### Applica quanto letto
[A] Ricopia parola per parola un pezzo del brano su Mauthausen: parti dalle parole "Come potevano quegli uomini fare" e fermati dopo "Paura. Umanità. Facilità.".
[B] Rispondi in breve a queste domande sul brano su Mauthausen:
(i) Vicino a quale città si trova il paesino di Mauthausen?
(ii) Chi costruì le alte mura del campo?
(iii) Come si chiama la guida del gruppo?
[C] Nel brano su Mauthausen il campo viene chiamato "fortezza". Spiega in una o due frasi perché.

27 Feb Viaggio della memoria. Racconti di viaggio
23 Febbraio 2023, Mauthausen
Direzione campo di Mauthausen
Otto e venti, ritrovo al pullman. Direzione campo di Mauthausen.
A pochi chilometri dalla città di Linz, nel paesino di Mauthausen, sorge una delle manifestazioni più atroci della storia del XX secolo del nostro continente .
La fortezza di Mauthausen, perché è così che appare agli occhi dei visitatori, si erge nella sua freddezza su una collinetta, visibile dal vicino paesino e dalle fattorie contadine che ne costellano i dintorni. In un ambiente definibile paesaggistico, tra le colline della campagna austriaca, nell’umanità e nella naturalezza del mondo in cui viviamo, si staglia uno degli esempi più emblematico della disumanità della nostra specie.
Il pullman si ferma sotto le alte mura del campo di concentramento. Mura costruite dai primi detenuti arrivati dal campo di Dachau. Mura al di là delle quali non esiste più la vita.
Wolfgang, la nostra guida, ci mostra il lato del campo che nessuno ha visto o immaginato: l’area riservata alle SS. Sono aree privilegiate, la cui esistenza rimane inconcepibile agli occhi di chi ha studiato la malvagità e l’atrocità dello sterminio.
Come potevano quegli uomini fare un bagno in piscina mentre al di là di un muro persone come loro morivano fucilate? Come potevano quegli uomini giocare a calcio mentre nella cava di fianco a loro uomini perdevano la vita sollevando chili e chili di pietra di granito? Come potevano quegli uomini aver scelto di diventare SS, sapendo quanto fosse disumano il loro lavoro? Martina Marasi 5R
Paura. Umanità. Facilità.

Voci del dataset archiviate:
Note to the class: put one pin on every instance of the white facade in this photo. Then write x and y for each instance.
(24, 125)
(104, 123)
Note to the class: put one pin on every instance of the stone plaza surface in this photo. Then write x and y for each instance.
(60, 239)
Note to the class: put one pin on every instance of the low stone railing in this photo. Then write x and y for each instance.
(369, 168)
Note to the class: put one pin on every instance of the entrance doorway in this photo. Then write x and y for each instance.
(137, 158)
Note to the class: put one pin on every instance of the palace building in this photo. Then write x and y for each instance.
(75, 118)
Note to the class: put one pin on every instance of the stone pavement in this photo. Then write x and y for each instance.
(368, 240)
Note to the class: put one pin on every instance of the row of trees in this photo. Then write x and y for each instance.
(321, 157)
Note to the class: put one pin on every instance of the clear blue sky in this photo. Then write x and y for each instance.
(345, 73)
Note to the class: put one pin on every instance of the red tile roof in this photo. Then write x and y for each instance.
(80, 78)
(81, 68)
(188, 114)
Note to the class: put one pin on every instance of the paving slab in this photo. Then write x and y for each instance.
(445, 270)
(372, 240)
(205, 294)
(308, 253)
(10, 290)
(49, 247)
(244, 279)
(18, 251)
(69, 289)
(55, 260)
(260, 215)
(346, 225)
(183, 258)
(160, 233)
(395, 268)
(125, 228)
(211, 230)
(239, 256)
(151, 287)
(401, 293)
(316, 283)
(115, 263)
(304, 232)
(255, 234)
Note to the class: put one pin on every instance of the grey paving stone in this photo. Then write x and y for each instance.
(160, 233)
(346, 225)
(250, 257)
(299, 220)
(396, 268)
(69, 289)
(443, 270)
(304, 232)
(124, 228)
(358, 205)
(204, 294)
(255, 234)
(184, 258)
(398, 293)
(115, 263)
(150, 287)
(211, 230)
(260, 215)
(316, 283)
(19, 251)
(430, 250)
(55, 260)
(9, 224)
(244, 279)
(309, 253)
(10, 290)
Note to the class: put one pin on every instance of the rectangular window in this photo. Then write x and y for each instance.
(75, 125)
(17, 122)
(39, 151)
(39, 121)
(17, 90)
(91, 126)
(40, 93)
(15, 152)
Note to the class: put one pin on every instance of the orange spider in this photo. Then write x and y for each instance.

### Elenco risposte
[A]
Come potevano quegli uomini fare un bagno in piscina mentre al di là di un muro persone come loro morivano fucilate? Come potevano quegli uomini giocare a calcio mentre nella cava di fianco a loro uomini perdevano la vita sollevando chili e chili di pietra di granito? Come potevano quegli uomini aver scelto di diventare SS, sapendo quanto fosse disumano il loro lavoro? Martina Marasi 5R
Paura. Umanità. Facilità.

[B]
(i) Vicino a Linz.
(ii) I primi detenuti arrivati dal campo di Dachau.
(iii) Wolfgang.

[C] Il campo viene chiamato fortezza perché è così che appare agli occhi dei visitatori. Si erge infatti su una collinetta ed è visibile dal paesino vicino e dalle fattorie intorno.